Task prompt:
Count the lines in the items below that contain the string "window", and give only that number.

Records shown:

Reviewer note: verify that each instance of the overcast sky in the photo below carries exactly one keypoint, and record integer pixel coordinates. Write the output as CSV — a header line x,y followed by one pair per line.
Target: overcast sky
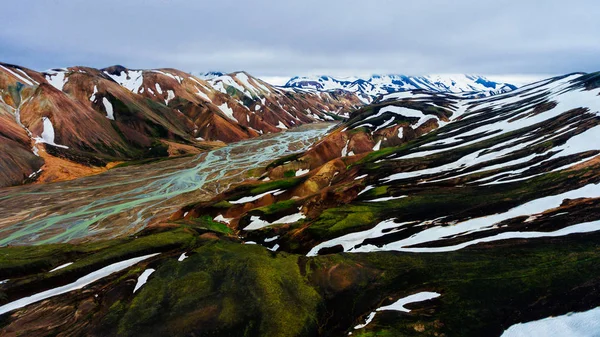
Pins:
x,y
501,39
---
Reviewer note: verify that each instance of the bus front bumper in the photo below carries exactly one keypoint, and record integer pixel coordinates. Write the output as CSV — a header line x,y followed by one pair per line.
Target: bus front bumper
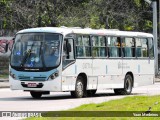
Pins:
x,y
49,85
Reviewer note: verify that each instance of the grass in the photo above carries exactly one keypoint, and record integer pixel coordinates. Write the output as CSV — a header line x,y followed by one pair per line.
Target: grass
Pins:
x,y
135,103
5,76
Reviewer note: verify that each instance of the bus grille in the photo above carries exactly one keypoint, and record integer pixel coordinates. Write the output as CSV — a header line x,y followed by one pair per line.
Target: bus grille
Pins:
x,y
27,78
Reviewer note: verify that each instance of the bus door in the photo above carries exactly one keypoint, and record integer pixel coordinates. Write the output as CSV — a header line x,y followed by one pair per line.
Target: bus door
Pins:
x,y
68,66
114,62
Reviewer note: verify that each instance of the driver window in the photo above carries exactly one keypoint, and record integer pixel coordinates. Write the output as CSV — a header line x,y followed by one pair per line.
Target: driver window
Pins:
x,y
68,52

Solution to the problem:
2